[STUDY TEXT]
Today i decided to start scaping in the tank.
I quite like this layout. But still undecided about the smaller wood piece in the back. Does it look better with or without?








Sent from my iPhone using Tapatalk


----------



## Ch.e.d.a. (17 Nov 2019)

U dont  have to use all the pieces, sometimes its better for scape to look plain than for it to look out of order, if u want to use them mby infront of the rocks laying on substrate


----------



## JEK (17 Nov 2019)

Looks like an old fallen tree - I like it. I think it could look great with some moss and ferns growing on the driftwood. Maybe you could place some of the other small pieces so they look like sidebranches from the main trunk? You could glue them on with superglue if needed. 

@alto No worries - I might have overreacted a bit. It's so easy to misunderstand tone over text.  I will also add that I agree that very simple hardscape can work extremely well, but only if the shape is right and the size of the hardscape is sufficiently big.


----------



## Jayefc1 (17 Nov 2019)

I like it too the smallers peice behind trydiffrent angels maybe angeled away from the larger peice to givea bit of a v shape with them being smaller might give depth too 
Cheers 
Jay


----------



## Janci (18 Nov 2019)

MrStoffel said:


> Today i decided to start scaping in the tank.
> I quite like this layout. But still undecided about the smaller wood piece in the back. Does it look better with or without?
> 
> 
> ...



I like the left scape, without the smaller branches.
If you like to use them, how would they do when placed below the bigger branch, like roots sticking out from the substrate?
Place bigger structures in front and smaller in the back to create depth (is what I learned so far... )


----------



## MrStoffel (18 Nov 2019)

[TASK LIST]
a – From the aquascaping thread, output the passage from "## Ch.e.d.a. (17" up to and including "is sufficiently big.".
b – Answer these questions using the aquascaping thread:
(i) Which piece of wood is the original poster undecided about?
(ii) What does JEK say could be used to attach the small pieces if needed?
(iii) Which scape does Janci say they like?
The data comes from a separate source and is not part of the aquascaping thread.

[MATERIAL SUPPLIED]
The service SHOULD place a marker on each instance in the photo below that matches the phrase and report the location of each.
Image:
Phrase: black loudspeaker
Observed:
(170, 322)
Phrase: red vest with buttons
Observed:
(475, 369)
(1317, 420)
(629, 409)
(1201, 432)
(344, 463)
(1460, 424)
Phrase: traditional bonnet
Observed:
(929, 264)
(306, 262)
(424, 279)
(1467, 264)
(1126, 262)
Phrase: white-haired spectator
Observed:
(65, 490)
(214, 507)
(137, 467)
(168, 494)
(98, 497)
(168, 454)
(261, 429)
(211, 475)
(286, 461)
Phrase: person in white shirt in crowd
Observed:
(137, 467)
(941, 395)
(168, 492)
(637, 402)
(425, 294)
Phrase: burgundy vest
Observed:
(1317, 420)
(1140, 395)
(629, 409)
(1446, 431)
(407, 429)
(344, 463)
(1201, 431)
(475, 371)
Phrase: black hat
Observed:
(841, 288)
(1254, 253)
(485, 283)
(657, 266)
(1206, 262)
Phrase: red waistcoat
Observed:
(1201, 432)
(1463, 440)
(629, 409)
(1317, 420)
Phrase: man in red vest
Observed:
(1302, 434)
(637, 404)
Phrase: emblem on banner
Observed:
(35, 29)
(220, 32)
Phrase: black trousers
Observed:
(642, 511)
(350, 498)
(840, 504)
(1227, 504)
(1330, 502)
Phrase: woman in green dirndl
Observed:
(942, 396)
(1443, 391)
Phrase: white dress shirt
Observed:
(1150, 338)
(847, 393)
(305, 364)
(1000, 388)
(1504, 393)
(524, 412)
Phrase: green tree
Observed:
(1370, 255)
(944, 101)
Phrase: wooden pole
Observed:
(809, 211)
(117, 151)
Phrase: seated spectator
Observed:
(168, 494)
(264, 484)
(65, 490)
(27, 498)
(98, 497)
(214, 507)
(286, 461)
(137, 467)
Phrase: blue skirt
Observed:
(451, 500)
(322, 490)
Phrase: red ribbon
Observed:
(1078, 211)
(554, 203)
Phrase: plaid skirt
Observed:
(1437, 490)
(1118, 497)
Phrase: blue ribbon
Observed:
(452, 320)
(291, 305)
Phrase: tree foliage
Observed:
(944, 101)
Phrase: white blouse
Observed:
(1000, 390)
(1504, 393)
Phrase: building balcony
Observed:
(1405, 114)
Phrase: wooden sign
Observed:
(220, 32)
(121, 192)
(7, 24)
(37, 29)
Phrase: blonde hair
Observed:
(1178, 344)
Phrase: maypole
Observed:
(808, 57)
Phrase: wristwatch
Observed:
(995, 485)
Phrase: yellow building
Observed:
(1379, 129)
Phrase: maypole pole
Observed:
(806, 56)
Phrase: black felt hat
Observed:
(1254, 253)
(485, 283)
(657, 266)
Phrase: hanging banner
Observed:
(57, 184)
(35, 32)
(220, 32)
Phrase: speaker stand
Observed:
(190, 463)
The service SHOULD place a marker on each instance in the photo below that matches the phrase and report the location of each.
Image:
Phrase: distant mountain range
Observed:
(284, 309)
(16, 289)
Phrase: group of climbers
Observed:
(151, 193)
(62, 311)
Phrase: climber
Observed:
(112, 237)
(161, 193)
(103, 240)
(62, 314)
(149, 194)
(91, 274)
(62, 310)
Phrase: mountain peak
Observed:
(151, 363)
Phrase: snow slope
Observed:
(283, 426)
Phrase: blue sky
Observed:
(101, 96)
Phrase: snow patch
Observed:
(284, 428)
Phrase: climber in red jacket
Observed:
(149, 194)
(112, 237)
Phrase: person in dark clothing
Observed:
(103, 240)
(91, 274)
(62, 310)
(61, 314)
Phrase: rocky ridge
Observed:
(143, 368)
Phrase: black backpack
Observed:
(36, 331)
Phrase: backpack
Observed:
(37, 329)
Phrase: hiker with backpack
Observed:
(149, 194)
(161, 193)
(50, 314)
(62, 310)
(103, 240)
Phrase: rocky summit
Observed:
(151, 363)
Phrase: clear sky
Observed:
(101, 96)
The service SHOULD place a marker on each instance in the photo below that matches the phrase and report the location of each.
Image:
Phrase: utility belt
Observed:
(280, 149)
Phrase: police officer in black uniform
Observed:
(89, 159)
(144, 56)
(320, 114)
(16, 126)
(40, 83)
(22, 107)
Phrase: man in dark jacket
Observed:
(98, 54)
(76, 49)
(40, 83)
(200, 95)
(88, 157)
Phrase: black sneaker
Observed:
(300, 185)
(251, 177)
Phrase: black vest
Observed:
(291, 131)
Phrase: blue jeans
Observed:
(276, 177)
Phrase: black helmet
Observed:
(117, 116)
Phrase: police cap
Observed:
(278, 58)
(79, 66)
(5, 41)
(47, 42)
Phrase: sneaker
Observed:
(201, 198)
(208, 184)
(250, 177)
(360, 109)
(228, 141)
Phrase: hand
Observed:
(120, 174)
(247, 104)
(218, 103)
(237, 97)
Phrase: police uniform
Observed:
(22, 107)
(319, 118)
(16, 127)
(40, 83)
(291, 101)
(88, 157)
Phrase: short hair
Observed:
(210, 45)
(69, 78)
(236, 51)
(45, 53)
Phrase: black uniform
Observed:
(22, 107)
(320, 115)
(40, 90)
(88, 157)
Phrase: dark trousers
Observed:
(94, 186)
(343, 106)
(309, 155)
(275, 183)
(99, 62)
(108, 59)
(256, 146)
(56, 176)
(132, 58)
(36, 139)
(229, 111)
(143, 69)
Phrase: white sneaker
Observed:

[ANSWERS TO THE EXERCISE]
a –
## Ch.e.d.a. (17 Nov 2019)

U dont  have to use all the pieces, sometimes its better for scape to look plain than for it to look out of order, if u want to use them mby infront of the rocks laying on substrate


----------



## JEK (17 Nov 2019)

Looks like an old fallen tree - I like it. I think it could look great with some moss and ferns growing on the driftwood. Maybe you could place some of the other small pieces so they look like sidebranches from the main trunk? You could glue them on with superglue if needed. 

@alto No worries - I might have overreacted a bit. It's so easy to misunderstand tone over text.  I will also add that I agree that very simple hardscape can work extremely well, but only if the shape is right and the size of the hardscape is sufficiently big.

b –
(i) The smaller wood piece in the back.
(ii) Superglue.
(iii) The left scape, without the smaller branches.